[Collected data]
BEGIN

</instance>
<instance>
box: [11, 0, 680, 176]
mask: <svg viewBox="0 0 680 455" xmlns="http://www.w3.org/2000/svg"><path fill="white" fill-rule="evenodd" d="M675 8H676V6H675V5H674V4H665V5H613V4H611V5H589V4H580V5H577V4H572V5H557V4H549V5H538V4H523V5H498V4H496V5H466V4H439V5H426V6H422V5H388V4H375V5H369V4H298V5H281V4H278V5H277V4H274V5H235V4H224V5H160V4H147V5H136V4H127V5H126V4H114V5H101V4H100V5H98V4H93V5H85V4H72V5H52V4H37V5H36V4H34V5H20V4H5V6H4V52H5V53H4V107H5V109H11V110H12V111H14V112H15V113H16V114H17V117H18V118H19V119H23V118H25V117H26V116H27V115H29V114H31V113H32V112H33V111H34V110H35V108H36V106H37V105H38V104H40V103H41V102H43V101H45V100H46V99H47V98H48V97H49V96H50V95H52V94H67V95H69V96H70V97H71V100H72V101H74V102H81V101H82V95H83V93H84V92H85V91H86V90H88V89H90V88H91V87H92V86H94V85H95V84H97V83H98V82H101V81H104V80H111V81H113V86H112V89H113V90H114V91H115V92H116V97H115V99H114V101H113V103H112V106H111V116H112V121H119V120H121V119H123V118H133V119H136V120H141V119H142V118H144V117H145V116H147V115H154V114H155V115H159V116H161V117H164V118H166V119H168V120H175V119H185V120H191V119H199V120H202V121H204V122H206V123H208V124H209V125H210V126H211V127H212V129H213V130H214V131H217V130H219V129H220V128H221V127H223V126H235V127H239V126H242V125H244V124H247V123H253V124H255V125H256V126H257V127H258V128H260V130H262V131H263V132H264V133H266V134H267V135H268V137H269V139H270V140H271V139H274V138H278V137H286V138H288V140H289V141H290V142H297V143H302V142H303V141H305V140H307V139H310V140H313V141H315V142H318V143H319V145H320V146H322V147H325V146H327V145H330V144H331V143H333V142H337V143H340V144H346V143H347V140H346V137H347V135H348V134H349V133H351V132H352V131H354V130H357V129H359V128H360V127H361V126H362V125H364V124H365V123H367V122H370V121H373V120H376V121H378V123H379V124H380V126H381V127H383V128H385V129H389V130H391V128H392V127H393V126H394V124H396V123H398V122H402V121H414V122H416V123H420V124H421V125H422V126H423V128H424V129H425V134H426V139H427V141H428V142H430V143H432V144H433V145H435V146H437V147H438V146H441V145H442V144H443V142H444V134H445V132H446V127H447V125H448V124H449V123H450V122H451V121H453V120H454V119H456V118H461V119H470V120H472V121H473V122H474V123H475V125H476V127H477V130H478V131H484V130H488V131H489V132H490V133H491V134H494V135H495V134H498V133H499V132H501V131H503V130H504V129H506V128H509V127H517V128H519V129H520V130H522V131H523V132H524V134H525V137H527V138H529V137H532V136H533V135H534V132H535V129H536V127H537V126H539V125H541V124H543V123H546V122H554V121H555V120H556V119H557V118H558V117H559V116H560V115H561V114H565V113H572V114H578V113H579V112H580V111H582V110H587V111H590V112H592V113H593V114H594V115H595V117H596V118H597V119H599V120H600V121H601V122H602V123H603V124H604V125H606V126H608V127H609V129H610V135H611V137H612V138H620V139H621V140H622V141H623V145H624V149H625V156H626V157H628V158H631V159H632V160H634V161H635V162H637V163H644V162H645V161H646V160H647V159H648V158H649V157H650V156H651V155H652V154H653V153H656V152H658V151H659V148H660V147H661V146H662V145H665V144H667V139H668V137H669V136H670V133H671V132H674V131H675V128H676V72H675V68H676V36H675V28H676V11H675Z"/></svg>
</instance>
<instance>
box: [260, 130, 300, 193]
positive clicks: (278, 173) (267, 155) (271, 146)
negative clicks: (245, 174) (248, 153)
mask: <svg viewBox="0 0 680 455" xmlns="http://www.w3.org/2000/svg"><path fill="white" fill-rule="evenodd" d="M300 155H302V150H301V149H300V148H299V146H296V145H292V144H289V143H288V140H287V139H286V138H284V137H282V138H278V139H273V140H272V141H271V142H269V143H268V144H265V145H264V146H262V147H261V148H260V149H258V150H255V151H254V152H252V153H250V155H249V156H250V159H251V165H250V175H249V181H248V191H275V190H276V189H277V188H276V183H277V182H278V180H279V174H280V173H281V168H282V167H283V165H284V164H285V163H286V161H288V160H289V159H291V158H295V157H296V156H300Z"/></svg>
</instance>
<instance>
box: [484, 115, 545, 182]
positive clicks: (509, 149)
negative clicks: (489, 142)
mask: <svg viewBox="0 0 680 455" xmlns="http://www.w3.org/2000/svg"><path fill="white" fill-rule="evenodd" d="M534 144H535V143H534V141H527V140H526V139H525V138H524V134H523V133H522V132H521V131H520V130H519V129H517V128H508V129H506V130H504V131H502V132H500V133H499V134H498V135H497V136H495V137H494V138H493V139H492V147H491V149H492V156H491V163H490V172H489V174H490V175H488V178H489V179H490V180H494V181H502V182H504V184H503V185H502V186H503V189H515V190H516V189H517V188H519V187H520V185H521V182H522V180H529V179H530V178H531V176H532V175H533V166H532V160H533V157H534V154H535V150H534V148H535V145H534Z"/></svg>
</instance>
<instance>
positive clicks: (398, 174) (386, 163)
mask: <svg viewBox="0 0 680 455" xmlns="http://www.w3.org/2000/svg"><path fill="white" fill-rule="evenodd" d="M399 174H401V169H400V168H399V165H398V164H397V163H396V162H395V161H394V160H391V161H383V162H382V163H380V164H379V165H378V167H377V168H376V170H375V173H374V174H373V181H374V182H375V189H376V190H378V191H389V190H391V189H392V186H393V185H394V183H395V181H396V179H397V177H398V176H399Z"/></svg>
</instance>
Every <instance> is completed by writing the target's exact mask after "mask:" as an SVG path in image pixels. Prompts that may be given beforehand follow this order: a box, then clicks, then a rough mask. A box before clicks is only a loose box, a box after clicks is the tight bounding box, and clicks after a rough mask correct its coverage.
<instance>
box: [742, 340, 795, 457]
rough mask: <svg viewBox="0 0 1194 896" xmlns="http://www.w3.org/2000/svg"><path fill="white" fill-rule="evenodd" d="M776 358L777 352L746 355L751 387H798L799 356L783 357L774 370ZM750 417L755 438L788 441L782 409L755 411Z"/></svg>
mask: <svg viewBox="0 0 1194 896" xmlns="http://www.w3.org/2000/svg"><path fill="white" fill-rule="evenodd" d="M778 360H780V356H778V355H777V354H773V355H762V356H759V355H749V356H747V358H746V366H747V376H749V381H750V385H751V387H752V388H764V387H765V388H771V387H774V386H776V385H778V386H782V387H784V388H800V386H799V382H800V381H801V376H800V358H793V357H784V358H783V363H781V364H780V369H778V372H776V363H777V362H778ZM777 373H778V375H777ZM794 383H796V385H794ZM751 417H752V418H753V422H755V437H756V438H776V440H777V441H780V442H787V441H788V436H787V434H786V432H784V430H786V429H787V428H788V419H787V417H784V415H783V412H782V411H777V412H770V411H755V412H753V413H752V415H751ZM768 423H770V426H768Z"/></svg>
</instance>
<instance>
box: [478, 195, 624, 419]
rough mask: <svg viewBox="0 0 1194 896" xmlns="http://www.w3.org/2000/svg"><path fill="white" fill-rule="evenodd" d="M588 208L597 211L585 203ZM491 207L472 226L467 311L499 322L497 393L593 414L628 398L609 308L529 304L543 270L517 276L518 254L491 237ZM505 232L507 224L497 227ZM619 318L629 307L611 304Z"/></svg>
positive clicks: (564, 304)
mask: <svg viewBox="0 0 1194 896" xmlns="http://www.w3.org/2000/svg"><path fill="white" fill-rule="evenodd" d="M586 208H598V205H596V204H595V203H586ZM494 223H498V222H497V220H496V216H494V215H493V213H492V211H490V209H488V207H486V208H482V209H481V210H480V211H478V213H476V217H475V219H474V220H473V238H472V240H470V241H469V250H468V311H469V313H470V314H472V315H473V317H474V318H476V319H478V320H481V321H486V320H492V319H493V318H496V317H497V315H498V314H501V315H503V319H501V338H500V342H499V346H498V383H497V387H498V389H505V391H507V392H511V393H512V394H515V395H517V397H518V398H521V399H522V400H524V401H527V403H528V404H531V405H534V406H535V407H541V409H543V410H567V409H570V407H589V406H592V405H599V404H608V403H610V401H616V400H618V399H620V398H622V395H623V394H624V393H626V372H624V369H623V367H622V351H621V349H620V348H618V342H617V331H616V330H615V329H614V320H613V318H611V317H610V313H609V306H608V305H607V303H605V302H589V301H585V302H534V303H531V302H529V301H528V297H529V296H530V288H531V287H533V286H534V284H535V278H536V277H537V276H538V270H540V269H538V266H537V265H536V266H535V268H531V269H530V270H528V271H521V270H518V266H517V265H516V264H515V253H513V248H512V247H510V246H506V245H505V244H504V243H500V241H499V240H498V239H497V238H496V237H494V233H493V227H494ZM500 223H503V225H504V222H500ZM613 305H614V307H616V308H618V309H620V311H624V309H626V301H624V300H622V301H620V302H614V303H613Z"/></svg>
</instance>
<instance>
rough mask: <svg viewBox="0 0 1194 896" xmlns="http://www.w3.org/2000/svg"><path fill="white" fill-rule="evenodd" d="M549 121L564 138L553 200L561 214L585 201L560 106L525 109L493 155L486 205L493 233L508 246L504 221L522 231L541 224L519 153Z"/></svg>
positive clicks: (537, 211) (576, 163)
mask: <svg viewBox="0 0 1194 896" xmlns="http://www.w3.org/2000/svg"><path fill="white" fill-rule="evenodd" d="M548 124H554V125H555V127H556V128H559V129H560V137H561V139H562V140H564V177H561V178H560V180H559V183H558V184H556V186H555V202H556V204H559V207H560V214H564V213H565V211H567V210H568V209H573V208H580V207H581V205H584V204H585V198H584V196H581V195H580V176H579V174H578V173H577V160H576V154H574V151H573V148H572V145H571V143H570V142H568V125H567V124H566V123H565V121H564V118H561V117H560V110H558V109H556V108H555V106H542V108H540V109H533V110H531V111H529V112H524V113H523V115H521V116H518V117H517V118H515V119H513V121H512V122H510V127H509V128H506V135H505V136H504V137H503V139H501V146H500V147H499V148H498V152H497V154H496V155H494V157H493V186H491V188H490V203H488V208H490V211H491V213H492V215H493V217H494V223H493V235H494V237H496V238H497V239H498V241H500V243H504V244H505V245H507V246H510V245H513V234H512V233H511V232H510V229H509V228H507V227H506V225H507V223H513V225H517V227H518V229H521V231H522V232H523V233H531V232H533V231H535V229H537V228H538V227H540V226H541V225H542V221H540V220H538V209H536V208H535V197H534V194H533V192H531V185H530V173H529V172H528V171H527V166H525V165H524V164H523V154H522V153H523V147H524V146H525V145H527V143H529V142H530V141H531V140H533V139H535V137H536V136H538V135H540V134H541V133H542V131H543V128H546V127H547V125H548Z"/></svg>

END

Exercise directions: From the records above, extract exactly and only the lines that begin at the line with "box: [478, 195, 624, 419]" and stop after the line with "208L597 211L585 203ZM491".

Solution for this task:
box: [478, 195, 624, 419]
rough mask: <svg viewBox="0 0 1194 896" xmlns="http://www.w3.org/2000/svg"><path fill="white" fill-rule="evenodd" d="M588 208L597 211L585 203ZM491 207L472 226L467 311L499 322L497 393L593 414L628 398L609 308L529 304L543 270L517 276L518 254L491 237ZM505 232L507 224L497 227ZM619 318L629 307L611 304Z"/></svg>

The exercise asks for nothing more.